Posted by Larry Doyle on July 9, 2009 7:54 AM |

Is there truly any reason to trust financial institutions these days?

Developments within the credit card space have exposed the true colors of these institutions . . . not that there was ever any doubt. Recall how consumer outrage at rapidly rising interest rates on credit cards pressured Washington to rein in the usurious business practices of the financial industry.

New legislation was badly needed as banks clearly utilized abusive business practices. The Wall Street Journal highlighted these developments in writing on May 21st, Credit-Card Fees Curbed:

“Credit cards are a tremendously valuable and useful tool for consumers, providing them with relief during critical moments,” said Senate Banking Committee Chairman Christopher Dodd. “This is a very important industry….We just want it to work better.”

The legislation marked a major defeat for the credit-card industry, as lawmakers complained that consumers are being hit with tricks and traps on their cards.

Well, while the legislators were in the front room having the photo ops, the bankers were in the back room building a new and better mousetrap, at least from their perspective.

STORED ROWS:
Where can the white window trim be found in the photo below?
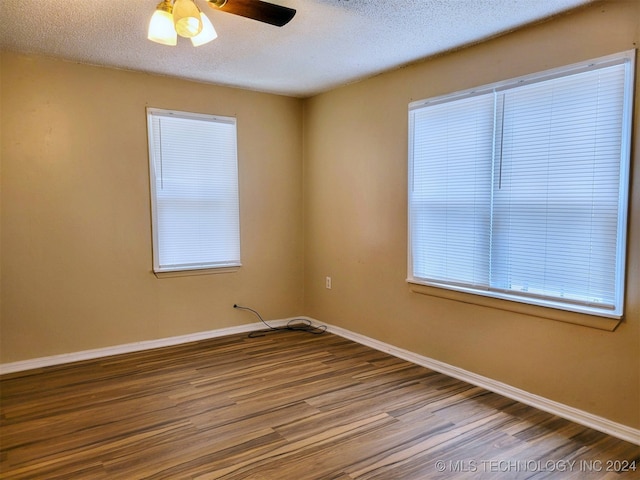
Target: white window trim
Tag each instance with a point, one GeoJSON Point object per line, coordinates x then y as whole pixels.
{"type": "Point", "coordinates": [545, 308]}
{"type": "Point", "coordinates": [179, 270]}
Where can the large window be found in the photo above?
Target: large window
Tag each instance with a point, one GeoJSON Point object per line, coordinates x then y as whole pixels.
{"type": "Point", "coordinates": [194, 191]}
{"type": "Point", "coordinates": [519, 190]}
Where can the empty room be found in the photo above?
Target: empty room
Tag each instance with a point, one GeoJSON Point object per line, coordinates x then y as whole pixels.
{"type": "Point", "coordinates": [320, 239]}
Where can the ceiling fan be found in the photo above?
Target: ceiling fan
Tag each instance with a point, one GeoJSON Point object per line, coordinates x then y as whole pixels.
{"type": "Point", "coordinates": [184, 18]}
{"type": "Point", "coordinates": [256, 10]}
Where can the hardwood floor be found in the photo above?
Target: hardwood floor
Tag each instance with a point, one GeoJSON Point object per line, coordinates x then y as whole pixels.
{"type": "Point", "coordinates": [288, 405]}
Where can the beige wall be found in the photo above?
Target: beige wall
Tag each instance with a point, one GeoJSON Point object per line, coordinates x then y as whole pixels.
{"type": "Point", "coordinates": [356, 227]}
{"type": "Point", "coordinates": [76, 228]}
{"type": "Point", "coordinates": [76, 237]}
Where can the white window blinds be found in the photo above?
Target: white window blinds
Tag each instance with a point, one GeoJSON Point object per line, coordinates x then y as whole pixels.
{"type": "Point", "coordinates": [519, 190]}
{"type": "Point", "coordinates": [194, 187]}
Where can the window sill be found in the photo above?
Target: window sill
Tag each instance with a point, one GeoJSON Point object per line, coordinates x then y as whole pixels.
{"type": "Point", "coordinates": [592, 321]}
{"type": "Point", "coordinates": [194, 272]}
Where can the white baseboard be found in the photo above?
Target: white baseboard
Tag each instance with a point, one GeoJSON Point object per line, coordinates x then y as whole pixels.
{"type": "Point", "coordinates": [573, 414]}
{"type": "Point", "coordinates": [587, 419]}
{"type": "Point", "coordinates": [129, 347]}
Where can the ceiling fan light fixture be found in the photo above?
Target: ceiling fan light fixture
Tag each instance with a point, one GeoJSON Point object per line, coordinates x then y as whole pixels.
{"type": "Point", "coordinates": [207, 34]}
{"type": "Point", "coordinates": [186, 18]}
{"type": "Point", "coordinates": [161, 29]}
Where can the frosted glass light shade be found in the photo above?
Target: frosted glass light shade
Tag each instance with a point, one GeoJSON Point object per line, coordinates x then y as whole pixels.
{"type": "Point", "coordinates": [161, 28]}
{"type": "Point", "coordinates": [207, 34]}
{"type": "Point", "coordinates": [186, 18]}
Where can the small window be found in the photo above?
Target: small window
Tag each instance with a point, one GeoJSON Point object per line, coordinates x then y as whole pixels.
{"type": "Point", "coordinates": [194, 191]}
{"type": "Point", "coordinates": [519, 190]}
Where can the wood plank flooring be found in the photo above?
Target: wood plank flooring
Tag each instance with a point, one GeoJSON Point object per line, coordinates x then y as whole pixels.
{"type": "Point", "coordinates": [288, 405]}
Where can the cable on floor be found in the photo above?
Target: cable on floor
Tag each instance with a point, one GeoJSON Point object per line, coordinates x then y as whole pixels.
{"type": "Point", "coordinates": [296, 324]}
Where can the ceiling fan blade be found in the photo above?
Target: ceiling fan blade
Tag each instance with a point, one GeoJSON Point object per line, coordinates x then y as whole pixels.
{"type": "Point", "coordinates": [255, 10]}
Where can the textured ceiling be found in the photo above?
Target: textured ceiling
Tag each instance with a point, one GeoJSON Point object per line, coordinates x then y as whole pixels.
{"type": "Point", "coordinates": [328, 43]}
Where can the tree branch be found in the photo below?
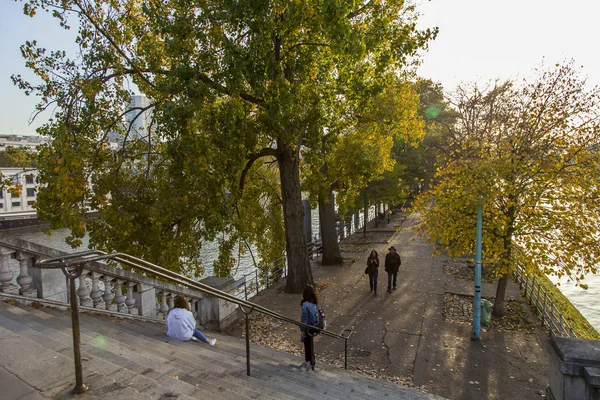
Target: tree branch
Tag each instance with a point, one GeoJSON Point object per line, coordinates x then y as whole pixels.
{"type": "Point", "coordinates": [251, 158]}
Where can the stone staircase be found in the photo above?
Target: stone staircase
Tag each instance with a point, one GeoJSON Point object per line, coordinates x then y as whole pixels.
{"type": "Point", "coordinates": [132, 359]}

==

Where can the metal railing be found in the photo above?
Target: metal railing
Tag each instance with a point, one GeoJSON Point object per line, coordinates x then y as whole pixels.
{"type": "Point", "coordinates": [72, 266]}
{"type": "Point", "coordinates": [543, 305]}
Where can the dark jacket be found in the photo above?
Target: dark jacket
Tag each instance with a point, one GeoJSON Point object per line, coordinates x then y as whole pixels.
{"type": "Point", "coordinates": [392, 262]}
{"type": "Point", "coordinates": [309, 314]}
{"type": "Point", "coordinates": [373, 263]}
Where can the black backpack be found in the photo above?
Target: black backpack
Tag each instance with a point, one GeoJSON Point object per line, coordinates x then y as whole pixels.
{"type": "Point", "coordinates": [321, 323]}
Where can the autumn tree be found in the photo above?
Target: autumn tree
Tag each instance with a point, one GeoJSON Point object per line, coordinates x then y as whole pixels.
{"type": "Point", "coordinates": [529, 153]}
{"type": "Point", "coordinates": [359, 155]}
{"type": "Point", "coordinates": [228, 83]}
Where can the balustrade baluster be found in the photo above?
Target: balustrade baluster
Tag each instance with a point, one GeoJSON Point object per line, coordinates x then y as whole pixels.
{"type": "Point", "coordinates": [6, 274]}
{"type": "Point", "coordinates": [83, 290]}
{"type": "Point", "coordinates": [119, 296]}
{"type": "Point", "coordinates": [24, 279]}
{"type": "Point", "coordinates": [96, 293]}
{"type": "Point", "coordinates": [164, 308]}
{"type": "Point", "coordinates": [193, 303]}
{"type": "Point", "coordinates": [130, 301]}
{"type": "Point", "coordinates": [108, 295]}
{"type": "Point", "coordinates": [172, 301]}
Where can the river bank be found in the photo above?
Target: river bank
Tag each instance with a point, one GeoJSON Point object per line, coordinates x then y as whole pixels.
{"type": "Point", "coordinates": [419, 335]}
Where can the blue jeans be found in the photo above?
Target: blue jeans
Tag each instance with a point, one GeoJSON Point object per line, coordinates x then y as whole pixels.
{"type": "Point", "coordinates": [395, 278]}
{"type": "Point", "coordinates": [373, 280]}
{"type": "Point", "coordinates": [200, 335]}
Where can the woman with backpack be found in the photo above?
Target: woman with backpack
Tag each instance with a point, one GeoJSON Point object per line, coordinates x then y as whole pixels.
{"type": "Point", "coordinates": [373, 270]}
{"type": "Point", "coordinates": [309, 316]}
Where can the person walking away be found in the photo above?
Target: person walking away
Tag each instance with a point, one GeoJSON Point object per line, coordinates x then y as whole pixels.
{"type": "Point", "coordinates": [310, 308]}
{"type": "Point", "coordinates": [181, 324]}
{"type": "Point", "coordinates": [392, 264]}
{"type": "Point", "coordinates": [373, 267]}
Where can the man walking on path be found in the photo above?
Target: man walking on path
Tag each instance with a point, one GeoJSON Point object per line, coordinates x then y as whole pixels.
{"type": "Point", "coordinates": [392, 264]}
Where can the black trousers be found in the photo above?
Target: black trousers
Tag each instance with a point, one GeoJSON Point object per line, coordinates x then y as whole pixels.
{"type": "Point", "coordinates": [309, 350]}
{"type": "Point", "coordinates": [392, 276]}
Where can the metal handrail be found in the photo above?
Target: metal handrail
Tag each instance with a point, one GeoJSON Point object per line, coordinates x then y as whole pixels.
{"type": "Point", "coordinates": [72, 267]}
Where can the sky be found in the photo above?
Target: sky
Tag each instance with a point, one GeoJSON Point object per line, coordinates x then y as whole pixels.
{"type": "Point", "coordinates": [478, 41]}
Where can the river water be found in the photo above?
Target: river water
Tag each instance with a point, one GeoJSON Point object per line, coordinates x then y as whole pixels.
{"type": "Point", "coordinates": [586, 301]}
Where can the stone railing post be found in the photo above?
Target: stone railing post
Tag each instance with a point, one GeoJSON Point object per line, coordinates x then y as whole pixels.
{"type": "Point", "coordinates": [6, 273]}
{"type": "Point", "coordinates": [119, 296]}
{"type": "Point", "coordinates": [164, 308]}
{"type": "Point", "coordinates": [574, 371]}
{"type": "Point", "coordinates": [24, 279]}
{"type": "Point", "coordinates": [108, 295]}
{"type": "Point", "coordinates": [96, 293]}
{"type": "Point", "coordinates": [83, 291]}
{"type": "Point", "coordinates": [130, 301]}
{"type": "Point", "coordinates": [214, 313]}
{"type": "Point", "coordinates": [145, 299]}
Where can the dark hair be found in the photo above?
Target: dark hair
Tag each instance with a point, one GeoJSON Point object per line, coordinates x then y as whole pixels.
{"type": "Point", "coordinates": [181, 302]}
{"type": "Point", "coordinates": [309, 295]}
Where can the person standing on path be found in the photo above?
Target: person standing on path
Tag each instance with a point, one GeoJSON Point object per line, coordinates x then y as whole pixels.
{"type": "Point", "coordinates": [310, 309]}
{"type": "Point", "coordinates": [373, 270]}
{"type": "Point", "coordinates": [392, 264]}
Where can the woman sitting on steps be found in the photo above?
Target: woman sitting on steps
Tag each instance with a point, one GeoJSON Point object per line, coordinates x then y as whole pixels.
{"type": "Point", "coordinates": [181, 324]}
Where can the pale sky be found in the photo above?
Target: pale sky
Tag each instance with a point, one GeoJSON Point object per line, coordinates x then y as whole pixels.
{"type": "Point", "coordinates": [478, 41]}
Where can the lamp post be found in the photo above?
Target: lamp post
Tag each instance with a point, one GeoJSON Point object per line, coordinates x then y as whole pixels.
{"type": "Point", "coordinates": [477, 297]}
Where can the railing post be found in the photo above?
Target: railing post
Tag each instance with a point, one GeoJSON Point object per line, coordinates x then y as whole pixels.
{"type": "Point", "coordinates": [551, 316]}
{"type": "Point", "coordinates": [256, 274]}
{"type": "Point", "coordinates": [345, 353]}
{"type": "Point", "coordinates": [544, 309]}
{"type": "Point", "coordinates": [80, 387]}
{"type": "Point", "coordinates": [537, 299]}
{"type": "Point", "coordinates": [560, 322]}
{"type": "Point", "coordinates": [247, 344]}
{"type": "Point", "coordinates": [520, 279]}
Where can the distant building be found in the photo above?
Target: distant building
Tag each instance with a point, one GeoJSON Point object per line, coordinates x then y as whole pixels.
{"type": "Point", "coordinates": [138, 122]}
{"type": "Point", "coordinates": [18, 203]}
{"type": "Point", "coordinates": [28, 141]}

WORK INSTRUCTIONS:
1. Answer these questions using the credit-card post above:
(a) Who wrote the post, and on what date?
(b) Under what headline did the Wall Street Journal write about these developments, and on what date?
(c) What position does the post give for Christopher Dodd?
2. Return the part of the credit-card post starting with "Developments within the" and going on through "the financial industry.", copied word for word.

TASK-BY-TASK OUTPUTS:
1.
(a) Larry Doyle, on July 9, 2009.
(b) "Credit-Card Fees Curbed," on May 21st.
(c) Senate Banking Committee Chairman.

2.
Developments within the credit card space have exposed the true colors of these institutions . . . not that there was ever any doubt. Recall how consumer outrage at rapidly rising interest rates on credit cards pressured Washington to rein in the usurious business practices of the financial industry.